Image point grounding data
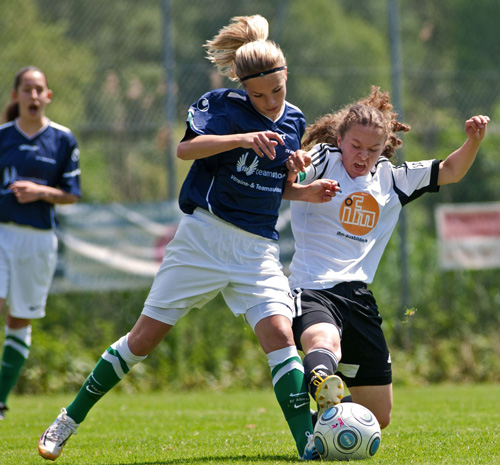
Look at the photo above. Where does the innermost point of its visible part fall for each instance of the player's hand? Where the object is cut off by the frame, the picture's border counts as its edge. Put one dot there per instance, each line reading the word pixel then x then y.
pixel 321 191
pixel 26 191
pixel 475 127
pixel 298 161
pixel 263 143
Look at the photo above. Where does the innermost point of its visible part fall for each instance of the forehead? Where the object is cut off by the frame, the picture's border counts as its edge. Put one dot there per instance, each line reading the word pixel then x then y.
pixel 267 83
pixel 33 77
pixel 368 135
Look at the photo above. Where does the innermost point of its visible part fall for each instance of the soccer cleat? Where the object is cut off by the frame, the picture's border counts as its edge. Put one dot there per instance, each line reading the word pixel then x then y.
pixel 314 417
pixel 329 393
pixel 51 442
pixel 310 451
pixel 3 409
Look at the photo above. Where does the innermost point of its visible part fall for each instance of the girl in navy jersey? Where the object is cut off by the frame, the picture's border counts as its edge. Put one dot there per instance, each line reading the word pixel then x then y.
pixel 339 246
pixel 240 140
pixel 38 168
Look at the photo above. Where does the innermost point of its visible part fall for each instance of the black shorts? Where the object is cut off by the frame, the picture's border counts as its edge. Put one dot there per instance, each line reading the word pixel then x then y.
pixel 351 307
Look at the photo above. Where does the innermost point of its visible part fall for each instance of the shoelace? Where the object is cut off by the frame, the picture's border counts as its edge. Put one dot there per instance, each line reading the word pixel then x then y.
pixel 59 431
pixel 310 445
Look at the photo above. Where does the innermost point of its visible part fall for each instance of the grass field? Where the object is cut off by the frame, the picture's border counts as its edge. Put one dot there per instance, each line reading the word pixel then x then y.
pixel 430 425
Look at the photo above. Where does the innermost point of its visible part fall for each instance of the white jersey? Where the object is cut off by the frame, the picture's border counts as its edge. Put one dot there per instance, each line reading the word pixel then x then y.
pixel 343 240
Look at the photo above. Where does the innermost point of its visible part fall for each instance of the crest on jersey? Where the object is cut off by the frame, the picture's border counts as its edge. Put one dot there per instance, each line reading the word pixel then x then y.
pixel 203 104
pixel 241 165
pixel 359 213
pixel 9 176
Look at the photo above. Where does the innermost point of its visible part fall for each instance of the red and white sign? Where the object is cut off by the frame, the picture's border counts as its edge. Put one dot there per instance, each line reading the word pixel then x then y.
pixel 469 235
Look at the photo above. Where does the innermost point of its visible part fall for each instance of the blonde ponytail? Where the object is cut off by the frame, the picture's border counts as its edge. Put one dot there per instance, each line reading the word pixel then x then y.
pixel 241 49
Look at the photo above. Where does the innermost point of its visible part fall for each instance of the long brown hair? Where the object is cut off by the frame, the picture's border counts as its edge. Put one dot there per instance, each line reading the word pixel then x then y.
pixel 375 110
pixel 11 111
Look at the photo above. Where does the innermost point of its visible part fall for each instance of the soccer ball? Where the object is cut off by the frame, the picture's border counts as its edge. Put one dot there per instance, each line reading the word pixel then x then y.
pixel 347 431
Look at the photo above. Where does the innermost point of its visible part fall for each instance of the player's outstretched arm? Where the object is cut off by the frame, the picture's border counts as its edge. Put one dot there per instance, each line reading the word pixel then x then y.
pixel 206 145
pixel 319 191
pixel 27 192
pixel 456 165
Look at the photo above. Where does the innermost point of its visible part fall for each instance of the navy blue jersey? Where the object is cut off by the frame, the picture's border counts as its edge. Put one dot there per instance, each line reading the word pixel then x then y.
pixel 239 186
pixel 49 158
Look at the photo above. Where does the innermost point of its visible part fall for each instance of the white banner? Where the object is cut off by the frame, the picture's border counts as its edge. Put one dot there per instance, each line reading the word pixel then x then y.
pixel 112 246
pixel 469 235
pixel 118 247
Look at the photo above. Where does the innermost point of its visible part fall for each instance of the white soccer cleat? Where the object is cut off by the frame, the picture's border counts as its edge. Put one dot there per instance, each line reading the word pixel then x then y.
pixel 52 441
pixel 329 393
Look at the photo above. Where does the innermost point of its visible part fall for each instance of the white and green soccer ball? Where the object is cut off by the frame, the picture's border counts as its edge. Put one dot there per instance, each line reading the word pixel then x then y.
pixel 347 431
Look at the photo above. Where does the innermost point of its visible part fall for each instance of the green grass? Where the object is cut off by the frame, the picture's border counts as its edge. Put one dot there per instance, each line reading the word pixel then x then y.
pixel 443 424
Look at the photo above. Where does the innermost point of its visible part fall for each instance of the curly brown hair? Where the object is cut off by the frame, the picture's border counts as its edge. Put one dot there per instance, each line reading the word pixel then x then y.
pixel 375 110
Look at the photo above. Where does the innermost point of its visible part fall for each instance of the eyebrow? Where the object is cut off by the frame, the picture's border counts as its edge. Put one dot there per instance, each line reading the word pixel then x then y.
pixel 359 142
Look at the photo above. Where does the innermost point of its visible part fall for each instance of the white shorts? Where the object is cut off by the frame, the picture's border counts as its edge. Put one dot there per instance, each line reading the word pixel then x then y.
pixel 28 259
pixel 208 256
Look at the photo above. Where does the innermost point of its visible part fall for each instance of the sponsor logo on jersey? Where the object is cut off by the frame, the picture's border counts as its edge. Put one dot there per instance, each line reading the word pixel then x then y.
pixel 241 165
pixel 28 148
pixel 75 155
pixel 9 176
pixel 252 168
pixel 359 213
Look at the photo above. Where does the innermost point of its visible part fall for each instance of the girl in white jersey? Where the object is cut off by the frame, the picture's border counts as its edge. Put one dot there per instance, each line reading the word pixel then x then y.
pixel 239 141
pixel 38 168
pixel 339 245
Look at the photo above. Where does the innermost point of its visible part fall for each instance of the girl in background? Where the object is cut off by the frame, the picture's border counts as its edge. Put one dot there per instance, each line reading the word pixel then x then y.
pixel 38 169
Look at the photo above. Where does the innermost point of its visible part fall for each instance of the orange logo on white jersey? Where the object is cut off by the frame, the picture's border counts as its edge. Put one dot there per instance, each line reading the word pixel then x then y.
pixel 359 213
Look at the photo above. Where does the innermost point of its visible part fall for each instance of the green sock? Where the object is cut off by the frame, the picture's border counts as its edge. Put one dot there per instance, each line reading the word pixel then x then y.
pixel 12 362
pixel 292 394
pixel 108 372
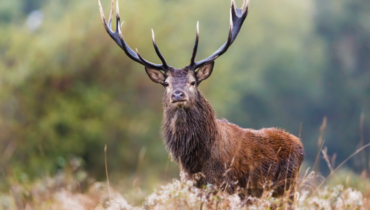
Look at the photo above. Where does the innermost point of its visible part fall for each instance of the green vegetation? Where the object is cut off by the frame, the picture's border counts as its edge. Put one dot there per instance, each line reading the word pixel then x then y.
pixel 66 89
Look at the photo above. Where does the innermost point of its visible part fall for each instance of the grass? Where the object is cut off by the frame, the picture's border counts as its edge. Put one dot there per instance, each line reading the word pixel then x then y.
pixel 65 192
pixel 72 189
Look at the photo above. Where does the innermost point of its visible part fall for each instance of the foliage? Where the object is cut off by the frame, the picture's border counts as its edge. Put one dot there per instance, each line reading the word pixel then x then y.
pixel 65 192
pixel 66 89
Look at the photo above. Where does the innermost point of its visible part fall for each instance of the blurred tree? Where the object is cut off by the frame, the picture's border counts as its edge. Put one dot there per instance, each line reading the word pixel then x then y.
pixel 66 89
pixel 344 28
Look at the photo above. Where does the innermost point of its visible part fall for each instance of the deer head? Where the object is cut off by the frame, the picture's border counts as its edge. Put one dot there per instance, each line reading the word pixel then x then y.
pixel 181 84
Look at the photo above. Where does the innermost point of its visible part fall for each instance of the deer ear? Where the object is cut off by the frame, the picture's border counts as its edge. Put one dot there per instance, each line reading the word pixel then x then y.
pixel 205 71
pixel 155 75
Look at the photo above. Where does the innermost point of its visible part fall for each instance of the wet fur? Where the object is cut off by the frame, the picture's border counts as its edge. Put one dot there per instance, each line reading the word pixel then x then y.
pixel 227 155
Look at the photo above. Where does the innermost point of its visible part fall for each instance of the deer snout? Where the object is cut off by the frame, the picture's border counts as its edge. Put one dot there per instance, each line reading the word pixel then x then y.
pixel 178 96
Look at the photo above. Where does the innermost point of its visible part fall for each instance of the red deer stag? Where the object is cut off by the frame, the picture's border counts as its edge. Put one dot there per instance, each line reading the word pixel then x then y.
pixel 219 152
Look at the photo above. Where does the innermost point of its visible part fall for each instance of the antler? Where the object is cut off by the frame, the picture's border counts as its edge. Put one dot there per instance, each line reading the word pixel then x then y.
pixel 237 17
pixel 118 38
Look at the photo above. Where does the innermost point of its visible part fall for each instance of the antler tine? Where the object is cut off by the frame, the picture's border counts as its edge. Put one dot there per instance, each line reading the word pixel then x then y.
pixel 165 66
pixel 195 49
pixel 237 17
pixel 118 38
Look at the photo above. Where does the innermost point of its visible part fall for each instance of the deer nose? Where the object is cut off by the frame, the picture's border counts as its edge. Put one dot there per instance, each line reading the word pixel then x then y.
pixel 178 95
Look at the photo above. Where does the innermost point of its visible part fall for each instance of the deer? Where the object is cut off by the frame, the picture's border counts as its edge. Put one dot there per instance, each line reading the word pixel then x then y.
pixel 209 150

> Description of the task
All lines from the one that holds "of the deer?" through the end of the records are to be returned exactly, including both boundary lines, and no others.

> The answer
Look at the photo above. Where does the innermost point of its visible part fall for each instance of the deer? Where the object is cut off by the frame, the picture's border counts as its edge. Put one dot there per instance, each line reading the word pixel then x then y.
pixel 209 150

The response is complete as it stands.